Information provided:

## Start

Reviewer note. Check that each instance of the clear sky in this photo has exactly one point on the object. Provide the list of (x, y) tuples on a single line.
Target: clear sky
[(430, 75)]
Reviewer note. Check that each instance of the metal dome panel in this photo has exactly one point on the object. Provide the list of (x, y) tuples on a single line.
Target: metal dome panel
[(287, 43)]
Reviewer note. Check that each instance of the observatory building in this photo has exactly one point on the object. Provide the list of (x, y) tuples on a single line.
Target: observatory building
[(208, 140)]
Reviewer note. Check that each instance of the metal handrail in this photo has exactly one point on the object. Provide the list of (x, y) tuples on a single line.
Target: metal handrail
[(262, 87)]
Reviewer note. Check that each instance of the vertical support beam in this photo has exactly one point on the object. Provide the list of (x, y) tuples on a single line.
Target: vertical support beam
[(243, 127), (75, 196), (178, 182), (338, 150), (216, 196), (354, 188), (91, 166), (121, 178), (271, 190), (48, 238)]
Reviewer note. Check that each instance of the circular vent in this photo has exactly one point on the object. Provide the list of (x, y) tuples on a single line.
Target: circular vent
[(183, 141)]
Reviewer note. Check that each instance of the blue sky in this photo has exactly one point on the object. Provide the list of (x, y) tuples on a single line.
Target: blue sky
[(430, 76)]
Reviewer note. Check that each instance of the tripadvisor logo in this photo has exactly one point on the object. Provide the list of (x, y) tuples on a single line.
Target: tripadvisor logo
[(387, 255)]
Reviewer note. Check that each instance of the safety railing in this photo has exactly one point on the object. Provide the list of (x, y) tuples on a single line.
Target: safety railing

## End
## Start

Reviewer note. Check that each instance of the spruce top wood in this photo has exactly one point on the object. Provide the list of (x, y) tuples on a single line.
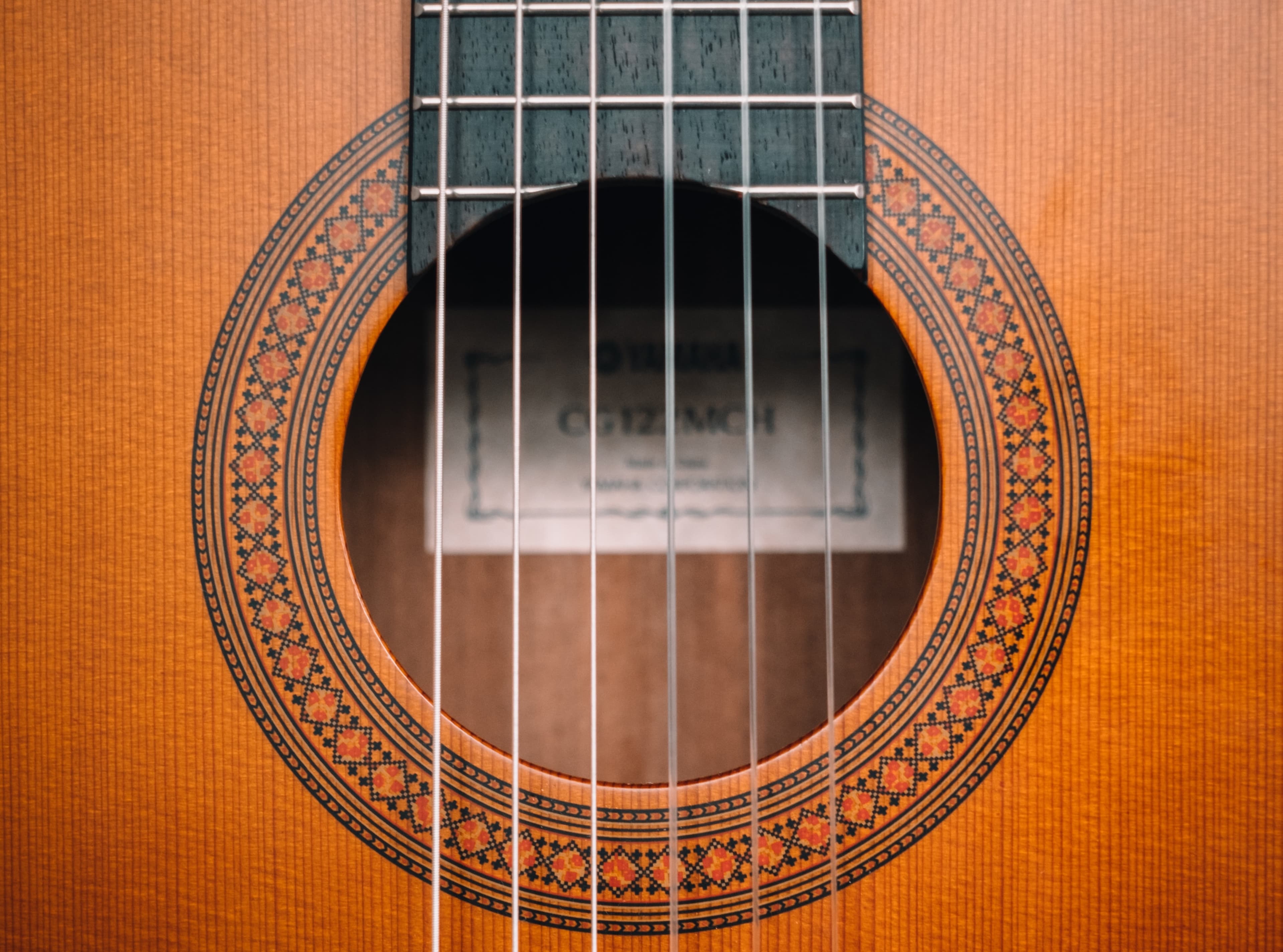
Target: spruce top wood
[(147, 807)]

## End
## Start

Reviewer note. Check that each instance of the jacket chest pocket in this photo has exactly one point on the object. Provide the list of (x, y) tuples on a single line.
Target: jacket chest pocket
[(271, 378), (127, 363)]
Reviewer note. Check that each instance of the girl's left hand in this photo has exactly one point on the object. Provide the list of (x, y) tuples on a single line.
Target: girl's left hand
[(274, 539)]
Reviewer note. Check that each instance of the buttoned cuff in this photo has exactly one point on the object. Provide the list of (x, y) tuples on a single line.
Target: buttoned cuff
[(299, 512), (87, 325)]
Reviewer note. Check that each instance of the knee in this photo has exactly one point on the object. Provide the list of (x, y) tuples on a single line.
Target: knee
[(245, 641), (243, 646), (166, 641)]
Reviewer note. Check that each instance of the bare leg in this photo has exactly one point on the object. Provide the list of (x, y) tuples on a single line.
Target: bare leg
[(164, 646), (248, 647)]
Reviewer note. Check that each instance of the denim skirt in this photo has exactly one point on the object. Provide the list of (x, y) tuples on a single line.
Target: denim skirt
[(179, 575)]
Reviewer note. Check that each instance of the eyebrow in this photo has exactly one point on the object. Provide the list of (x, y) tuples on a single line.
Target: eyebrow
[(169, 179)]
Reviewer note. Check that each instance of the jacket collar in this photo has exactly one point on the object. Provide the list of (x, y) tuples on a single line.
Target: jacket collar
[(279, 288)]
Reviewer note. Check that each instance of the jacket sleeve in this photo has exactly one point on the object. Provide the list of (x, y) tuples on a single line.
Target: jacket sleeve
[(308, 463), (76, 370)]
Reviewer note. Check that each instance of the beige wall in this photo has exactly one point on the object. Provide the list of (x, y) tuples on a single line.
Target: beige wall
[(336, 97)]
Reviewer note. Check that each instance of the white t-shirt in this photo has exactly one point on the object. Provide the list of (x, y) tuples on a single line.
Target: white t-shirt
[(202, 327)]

## End

Task:
Output only the lines in the records above that run from the line containing "Reviewer note. Check that each instance of the blue" through the line containing "Target: safety railing", both included, as a numbered list with blank lines left out.

Solved exercise:
1. Reviewer note. Check that each instance of the blue sky in this photo has exactly one point on the object. Provide the list of (x, y) tuples on a single line.
2. Target: blue sky
3. [(430, 76)]
4. Reviewer note. Check that each instance of the tripadvisor logo in this photo has exactly one point on the object. Provide the list of (x, y) tuples on a single line.
5. Target: tripadvisor logo
6. [(387, 255)]
7. Reviewer note. Check that each instance of the safety railing in this photo has exactly one point on the object. Provide the list of (x, y) tuples on a single line.
8. Target: safety railing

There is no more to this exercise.